Your task: Copy word for word, and only, the lines below from the one with "locate the gravel" through the last.

(Phrase grounding data)
= = = =

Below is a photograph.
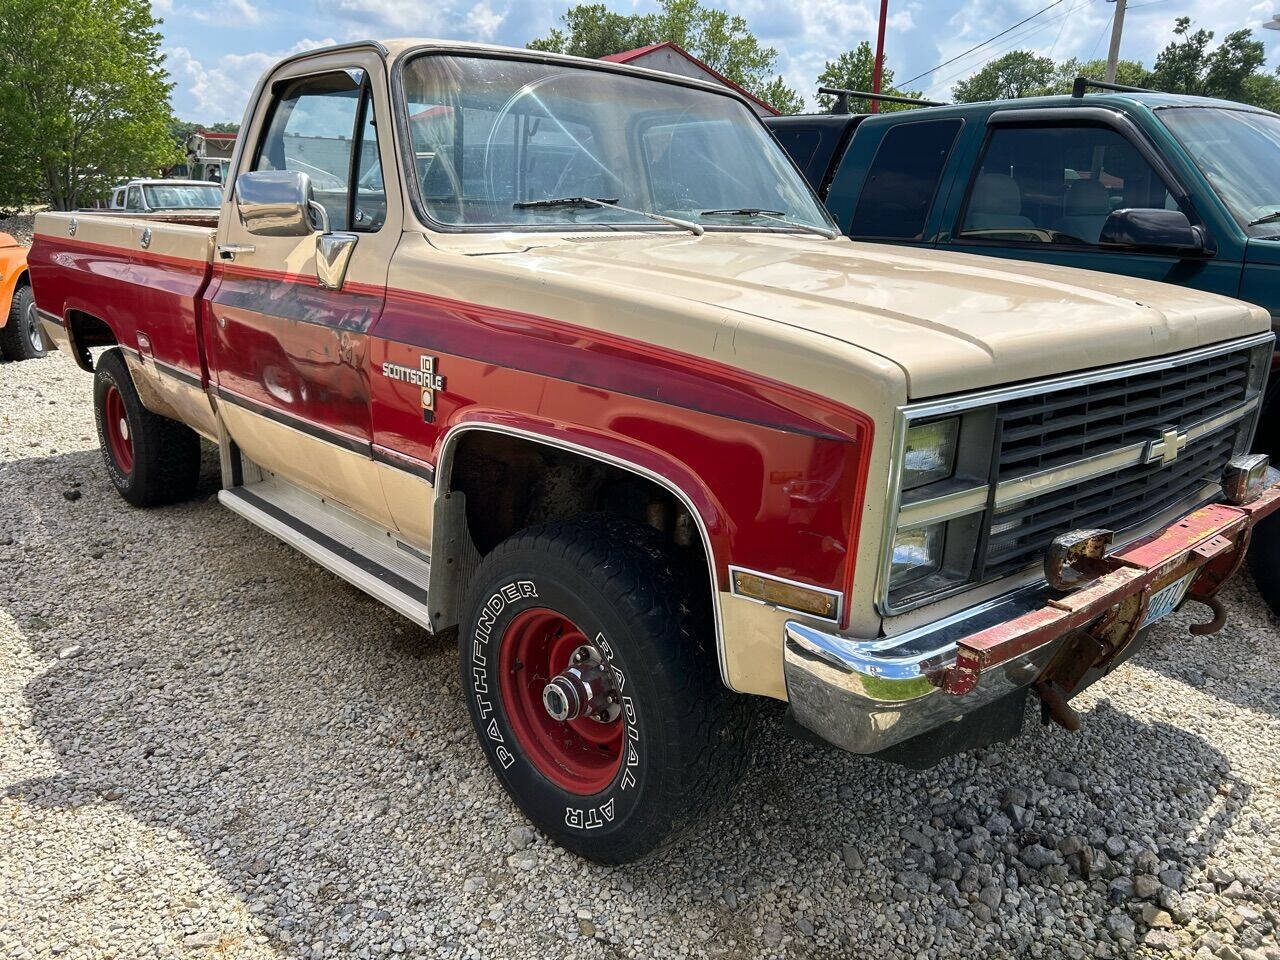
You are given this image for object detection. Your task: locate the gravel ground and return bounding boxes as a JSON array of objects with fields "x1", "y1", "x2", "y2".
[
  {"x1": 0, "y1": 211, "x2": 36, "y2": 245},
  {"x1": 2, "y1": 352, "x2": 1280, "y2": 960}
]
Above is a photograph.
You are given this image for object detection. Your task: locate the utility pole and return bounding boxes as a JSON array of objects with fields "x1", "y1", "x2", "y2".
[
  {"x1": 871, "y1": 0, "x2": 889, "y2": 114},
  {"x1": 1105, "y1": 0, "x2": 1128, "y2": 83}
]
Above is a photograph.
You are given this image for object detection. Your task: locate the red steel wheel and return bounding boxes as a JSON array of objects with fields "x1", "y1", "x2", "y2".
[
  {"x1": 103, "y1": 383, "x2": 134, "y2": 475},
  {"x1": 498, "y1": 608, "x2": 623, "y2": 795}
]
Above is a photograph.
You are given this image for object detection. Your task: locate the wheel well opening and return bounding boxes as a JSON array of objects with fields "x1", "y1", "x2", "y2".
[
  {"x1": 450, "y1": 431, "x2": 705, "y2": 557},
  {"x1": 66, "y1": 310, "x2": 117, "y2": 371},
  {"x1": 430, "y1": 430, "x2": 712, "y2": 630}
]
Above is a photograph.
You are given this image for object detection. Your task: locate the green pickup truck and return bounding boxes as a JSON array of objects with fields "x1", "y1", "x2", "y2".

= = = =

Output for this exercise:
You are given this image for object detection. Your task: locate the gravel ground and return bounding boxes as a JSON array of objects with fields "x1", "y1", "x2", "y2".
[
  {"x1": 0, "y1": 211, "x2": 36, "y2": 245},
  {"x1": 2, "y1": 352, "x2": 1280, "y2": 960}
]
Above is a photograph.
You are given this image for object detection. Your task: locate the utility pole and return bounding boxes as a JSON array of objects with fields "x1", "y1", "x2", "y2".
[
  {"x1": 871, "y1": 0, "x2": 889, "y2": 114},
  {"x1": 1105, "y1": 0, "x2": 1128, "y2": 83}
]
Above is a photograph.
You are given this image for object detection. Your task: locate the red steel wheel and return bounding boxes as a JSON array of objects with fields "x1", "y1", "x2", "y2".
[
  {"x1": 103, "y1": 383, "x2": 134, "y2": 475},
  {"x1": 498, "y1": 608, "x2": 623, "y2": 795}
]
Above is a photograph.
You are given this image for object detection. Your task: locate the wheel well opening and return bounding boxes as a JSON array of objects with fields "x1", "y1", "x2", "y2".
[
  {"x1": 450, "y1": 431, "x2": 705, "y2": 557},
  {"x1": 66, "y1": 310, "x2": 117, "y2": 371},
  {"x1": 430, "y1": 430, "x2": 712, "y2": 630}
]
Above is a photograph.
You are given this image for object detection. Your task: locate the green pickup truck and return bounding boxes as a JSON array of objects with fields "x1", "y1", "x2", "y2".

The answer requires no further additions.